## What is required
Your task is to repeat the records exactly from the line containing "A note for the class: find the overcast" onward, through the final line.

## Position annotation records
● ● ● ● ●
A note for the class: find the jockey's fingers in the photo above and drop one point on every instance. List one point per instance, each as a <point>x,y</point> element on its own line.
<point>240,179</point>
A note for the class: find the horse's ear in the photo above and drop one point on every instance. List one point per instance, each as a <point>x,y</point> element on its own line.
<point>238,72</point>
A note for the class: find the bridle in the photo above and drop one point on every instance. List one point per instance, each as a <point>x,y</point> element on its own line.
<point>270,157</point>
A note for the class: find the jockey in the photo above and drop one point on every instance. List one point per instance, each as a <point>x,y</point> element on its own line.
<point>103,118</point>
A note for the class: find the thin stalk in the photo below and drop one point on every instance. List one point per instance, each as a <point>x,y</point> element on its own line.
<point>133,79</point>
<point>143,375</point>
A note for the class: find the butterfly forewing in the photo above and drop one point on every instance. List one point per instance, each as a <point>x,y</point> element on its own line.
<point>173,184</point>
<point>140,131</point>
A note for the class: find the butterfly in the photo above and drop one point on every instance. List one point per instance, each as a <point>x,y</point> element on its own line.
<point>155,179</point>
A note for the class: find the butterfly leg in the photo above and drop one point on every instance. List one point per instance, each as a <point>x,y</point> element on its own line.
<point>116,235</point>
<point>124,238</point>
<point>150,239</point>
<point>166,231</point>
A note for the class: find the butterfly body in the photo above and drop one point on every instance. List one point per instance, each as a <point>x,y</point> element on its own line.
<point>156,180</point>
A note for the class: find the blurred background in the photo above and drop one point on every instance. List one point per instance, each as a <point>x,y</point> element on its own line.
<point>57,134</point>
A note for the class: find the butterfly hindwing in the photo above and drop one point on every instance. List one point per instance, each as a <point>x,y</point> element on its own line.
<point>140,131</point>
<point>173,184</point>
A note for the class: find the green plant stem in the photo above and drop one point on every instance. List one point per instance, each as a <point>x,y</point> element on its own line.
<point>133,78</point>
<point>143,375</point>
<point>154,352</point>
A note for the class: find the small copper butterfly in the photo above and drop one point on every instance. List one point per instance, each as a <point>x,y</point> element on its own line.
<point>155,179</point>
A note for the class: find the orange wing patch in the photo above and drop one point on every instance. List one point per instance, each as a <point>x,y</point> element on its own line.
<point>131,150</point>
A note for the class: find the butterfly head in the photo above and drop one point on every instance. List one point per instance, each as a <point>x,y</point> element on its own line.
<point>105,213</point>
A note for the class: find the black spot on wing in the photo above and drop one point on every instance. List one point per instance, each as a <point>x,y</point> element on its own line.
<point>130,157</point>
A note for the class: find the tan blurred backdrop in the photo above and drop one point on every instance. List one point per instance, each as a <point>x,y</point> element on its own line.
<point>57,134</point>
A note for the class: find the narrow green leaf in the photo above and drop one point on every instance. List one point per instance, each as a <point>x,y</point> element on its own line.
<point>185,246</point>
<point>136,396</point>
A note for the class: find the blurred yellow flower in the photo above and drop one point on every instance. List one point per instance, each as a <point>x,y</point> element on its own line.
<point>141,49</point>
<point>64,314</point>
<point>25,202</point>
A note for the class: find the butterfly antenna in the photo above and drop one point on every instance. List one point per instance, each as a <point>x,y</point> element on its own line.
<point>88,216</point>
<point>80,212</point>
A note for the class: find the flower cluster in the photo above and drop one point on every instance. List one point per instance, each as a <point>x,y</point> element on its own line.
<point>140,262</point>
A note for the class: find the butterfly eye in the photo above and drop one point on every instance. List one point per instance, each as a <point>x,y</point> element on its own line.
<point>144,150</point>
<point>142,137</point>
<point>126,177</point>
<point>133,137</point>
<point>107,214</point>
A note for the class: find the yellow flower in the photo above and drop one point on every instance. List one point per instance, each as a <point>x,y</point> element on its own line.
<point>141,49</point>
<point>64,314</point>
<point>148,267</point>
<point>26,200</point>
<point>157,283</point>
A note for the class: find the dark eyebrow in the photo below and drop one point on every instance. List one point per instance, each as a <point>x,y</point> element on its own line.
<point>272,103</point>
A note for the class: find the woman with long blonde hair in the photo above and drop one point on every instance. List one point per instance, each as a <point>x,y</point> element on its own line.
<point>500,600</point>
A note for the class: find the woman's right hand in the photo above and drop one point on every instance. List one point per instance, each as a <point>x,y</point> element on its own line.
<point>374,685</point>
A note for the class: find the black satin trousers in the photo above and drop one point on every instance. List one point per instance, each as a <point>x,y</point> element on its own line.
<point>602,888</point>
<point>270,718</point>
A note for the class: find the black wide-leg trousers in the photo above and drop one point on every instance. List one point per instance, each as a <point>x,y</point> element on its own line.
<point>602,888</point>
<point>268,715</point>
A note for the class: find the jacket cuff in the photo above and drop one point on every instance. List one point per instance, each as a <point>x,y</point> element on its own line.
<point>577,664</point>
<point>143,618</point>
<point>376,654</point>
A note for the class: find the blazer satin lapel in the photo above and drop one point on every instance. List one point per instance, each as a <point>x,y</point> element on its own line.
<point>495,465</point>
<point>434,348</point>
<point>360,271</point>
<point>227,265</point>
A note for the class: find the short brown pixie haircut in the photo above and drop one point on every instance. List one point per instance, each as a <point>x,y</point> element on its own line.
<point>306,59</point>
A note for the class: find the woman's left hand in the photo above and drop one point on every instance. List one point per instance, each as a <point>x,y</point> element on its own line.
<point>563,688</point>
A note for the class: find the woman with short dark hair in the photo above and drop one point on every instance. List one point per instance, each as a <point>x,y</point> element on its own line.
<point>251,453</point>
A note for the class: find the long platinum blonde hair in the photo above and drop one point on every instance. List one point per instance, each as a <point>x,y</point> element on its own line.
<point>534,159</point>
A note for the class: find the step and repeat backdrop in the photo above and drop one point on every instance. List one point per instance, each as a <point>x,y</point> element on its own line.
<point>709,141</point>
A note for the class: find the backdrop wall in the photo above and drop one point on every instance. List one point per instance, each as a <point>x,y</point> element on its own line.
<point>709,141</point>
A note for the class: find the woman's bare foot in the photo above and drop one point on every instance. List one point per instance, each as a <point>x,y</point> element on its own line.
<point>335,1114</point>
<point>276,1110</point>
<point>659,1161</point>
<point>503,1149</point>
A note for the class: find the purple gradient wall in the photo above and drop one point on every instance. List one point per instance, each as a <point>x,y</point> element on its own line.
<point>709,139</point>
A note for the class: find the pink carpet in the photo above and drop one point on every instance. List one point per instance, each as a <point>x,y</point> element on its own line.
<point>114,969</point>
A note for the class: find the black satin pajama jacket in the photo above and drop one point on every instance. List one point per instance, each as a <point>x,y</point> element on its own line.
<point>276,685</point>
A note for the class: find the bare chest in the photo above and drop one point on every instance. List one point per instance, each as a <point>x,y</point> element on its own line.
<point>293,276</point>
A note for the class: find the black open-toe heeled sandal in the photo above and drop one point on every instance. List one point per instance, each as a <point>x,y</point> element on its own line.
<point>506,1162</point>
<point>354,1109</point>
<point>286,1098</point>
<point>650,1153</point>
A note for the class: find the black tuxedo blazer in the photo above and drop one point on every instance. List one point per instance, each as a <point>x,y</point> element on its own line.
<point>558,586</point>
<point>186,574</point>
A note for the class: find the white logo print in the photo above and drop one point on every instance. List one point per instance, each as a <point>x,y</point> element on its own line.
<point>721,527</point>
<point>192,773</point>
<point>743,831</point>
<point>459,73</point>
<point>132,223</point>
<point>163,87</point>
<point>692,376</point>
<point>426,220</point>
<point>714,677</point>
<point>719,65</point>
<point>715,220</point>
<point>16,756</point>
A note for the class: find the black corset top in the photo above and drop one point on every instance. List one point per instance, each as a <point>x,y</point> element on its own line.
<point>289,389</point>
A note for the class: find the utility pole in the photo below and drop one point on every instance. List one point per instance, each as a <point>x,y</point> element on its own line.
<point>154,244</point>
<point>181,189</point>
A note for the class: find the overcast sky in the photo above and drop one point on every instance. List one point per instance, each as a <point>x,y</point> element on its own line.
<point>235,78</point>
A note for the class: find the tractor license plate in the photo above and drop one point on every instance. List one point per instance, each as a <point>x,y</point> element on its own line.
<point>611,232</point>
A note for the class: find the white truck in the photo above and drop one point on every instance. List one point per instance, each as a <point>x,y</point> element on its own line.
● ● ● ● ●
## Complete answer
A note for the class: find the overcast sky in the photo above and drop one point on every instance. List one point per instance, each as a <point>x,y</point> element on its own line.
<point>235,78</point>
A note for the class: find the tractor license plate in the photo above and drop one point on every instance. List one point per instance, each as a <point>x,y</point> element on its own line.
<point>611,232</point>
A note for the class: find the white truck in the photo above and drop one point on every instance. List one point per instance, each as a <point>x,y</point> element on its own line.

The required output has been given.